DIRECTIONS FOR THIS TASK
The listing below must be repeated word for word, without its pictures.

INFORMATION SUPPLIED

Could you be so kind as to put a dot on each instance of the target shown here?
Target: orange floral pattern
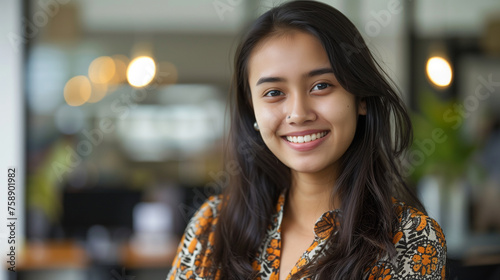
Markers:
(419, 242)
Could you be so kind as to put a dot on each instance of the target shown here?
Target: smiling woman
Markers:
(321, 196)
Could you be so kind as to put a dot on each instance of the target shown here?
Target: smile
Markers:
(306, 138)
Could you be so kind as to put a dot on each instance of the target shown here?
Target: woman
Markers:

RESPONSE AREA
Could you be so kind as to put a dot on each instance of the target shown here?
Target: orange floral pattern
Markers:
(419, 242)
Could you be so kind as to put a dot on each instance of the target shown here?
Target: smiling woman
Markers:
(321, 196)
Could you be so kind as to put a dot on each instance of the target shown here?
Target: smile
Markers:
(306, 138)
Could you be so kind as to put a dot on each instance of the target shown here?
Target: woman
Markers:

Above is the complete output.